[Location identification items]

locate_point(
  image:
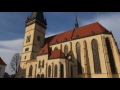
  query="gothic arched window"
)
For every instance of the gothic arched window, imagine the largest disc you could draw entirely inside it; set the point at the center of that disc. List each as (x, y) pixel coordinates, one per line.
(43, 64)
(38, 76)
(96, 58)
(110, 55)
(66, 50)
(30, 70)
(49, 71)
(79, 67)
(71, 71)
(61, 71)
(55, 72)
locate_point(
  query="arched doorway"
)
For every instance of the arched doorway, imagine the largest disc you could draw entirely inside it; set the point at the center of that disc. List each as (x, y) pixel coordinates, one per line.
(38, 76)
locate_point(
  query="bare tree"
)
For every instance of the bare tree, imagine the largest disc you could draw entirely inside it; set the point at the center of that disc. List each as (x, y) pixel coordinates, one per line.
(14, 64)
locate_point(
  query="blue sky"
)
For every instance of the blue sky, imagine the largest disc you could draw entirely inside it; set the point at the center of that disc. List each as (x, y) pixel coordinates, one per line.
(12, 27)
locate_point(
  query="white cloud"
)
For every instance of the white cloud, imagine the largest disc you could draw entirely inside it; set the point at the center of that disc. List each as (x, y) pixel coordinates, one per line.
(8, 49)
(110, 21)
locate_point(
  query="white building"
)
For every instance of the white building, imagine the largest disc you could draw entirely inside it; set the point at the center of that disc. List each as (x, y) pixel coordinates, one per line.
(2, 68)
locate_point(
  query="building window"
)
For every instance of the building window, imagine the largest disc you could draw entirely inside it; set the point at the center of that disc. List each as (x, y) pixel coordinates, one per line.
(49, 71)
(43, 64)
(71, 71)
(96, 58)
(56, 48)
(61, 71)
(79, 67)
(0, 69)
(55, 72)
(27, 49)
(28, 39)
(110, 55)
(86, 57)
(25, 57)
(38, 76)
(39, 65)
(30, 71)
(42, 76)
(66, 50)
(38, 38)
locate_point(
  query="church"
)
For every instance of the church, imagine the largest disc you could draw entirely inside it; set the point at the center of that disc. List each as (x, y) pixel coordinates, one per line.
(88, 51)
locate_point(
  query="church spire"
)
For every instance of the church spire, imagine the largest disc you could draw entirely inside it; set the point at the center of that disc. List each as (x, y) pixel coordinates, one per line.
(37, 17)
(76, 23)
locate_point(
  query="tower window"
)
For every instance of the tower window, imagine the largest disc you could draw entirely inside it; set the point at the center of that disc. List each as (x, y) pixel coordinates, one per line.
(28, 39)
(26, 49)
(38, 38)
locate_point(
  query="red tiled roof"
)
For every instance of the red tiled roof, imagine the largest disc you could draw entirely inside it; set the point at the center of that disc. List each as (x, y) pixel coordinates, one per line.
(88, 30)
(44, 50)
(57, 54)
(84, 31)
(2, 62)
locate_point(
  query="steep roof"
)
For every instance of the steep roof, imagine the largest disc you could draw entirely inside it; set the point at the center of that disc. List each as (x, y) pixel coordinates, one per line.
(81, 32)
(44, 50)
(2, 62)
(89, 30)
(57, 54)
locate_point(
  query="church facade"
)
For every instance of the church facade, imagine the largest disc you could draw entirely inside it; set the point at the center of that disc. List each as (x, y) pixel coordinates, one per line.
(88, 51)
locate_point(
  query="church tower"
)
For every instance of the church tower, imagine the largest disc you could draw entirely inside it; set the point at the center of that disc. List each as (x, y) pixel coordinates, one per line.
(34, 36)
(33, 40)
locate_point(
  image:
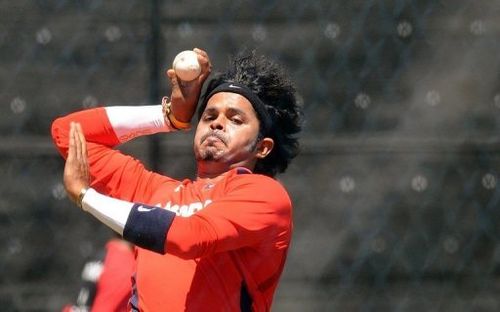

Your instructions: How many lines in the records above contain the word "building"? Reply with the number only.

The answer: 4